▶ **Excerpt**:

Scheduling in Kestra

  • A schedule is implemented using triggers.
  • Instead of manually specifying the month and year, the trigger automatically determines these values.
  • The workflow includes:
    • Two triggers set up at different times (9 AM and 10 AM on the 1st of each month).
    • Configuration using a Cron expression.
    • The schedule ensures automatic data retrieval as new data is available monthly from New York taxis.

Understanding Backfills

  • Problem: The available data is from 2019 and 2020, but the pipeline is set up to run from 2025 onwards.
  • Solution: Use backfills to execute past-due schedules and fill in missing data.
  • Backfills allow running the pipeline for past dates by selecting a start date (Jan 1, 2019) and an end date (Dec 31, 2019).
  • Important considerations:
    • The scheduled execution time (9 AM on the 1st of each month) must be adhered to.
    • Setting a backfill label helps differentiate historical runs from real-time executions.

▶ **Description of the task**: Extend the notes on Kestra scheduling and backfills past their last bullet point.

▶ **Stored rows**:
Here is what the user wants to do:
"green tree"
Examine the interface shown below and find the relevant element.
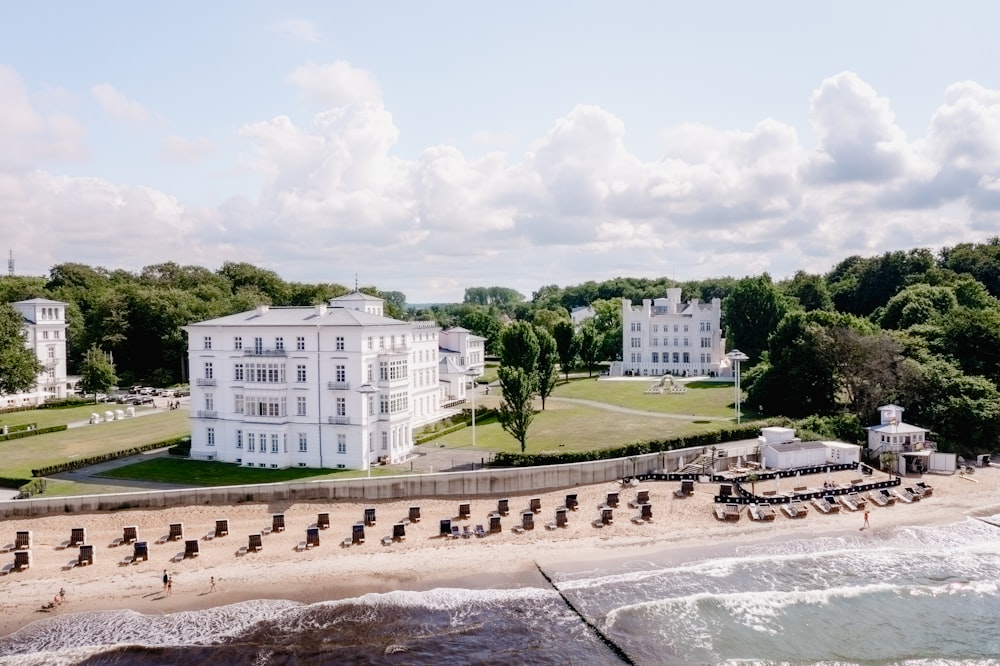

--

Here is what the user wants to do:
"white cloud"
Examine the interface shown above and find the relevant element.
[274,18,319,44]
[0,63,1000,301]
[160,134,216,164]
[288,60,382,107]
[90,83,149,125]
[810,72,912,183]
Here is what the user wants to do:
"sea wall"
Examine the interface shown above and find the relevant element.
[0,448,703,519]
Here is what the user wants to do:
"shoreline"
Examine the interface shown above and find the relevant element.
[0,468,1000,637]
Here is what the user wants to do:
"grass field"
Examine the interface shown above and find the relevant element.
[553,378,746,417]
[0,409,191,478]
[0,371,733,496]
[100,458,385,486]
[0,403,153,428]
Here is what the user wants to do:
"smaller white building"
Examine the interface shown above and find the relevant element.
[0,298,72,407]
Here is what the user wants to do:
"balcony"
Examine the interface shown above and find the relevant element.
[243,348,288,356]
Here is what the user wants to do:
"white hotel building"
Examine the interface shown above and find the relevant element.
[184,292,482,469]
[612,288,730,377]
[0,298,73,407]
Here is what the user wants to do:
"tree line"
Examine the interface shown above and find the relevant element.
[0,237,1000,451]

--

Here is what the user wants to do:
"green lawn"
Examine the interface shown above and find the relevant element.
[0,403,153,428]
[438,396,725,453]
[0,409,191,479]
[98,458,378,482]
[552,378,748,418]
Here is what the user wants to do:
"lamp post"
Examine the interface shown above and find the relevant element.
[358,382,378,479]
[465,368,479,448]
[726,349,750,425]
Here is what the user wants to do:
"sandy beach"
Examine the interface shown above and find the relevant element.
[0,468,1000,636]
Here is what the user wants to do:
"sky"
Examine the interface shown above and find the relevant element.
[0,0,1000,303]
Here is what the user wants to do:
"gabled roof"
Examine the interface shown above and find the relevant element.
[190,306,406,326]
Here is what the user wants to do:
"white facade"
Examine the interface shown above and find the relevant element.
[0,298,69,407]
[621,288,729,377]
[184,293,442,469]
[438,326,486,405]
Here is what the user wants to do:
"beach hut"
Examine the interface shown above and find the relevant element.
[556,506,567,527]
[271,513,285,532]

▶ **Result of the exercise**:
    • Execution logs show which dataset (e.g., Green Taxi Data) is being backfilled.

Managing Concurrency and Staging Tables

  • By default, a single staging table is used, limiting execution to one month at a time.
  • To run multiple backfills simultaneously, consider:
    • Creating separate staging tables for each month.
    • Using date triggers to generate dynamic table names.
    • Setting a concurrency limit of one to avoid conflicts.
  • Potential issues:
    • Truncation conflicts: If multiple processes modify the same table, it can lead to data corruption.
    • Large number of tables: Long-running backfills may create excessive tables, which may need to be dropped afterward.

Verifying Backfill Execution

  • After execution, verify data integrity by:
    • Checking PG Admin for new tables (e.g., green_trip_data and green_trip_data_staging).
    • Ensuring all 12 months of data have been processed correctly.
    • Validating the row count (e.g., ~6 million rows for 2019).
    • Confirming unique row IDs exist despite some missing vendor IDs.

Future Enhancements

  • Automating pipelines further:
    • Using schedules to process new data as it arrives.
    • Running backfills dynamically to fill in historical data.
  • Integrating DBT (Data Build Tool) with Postgres to improve workflow automation.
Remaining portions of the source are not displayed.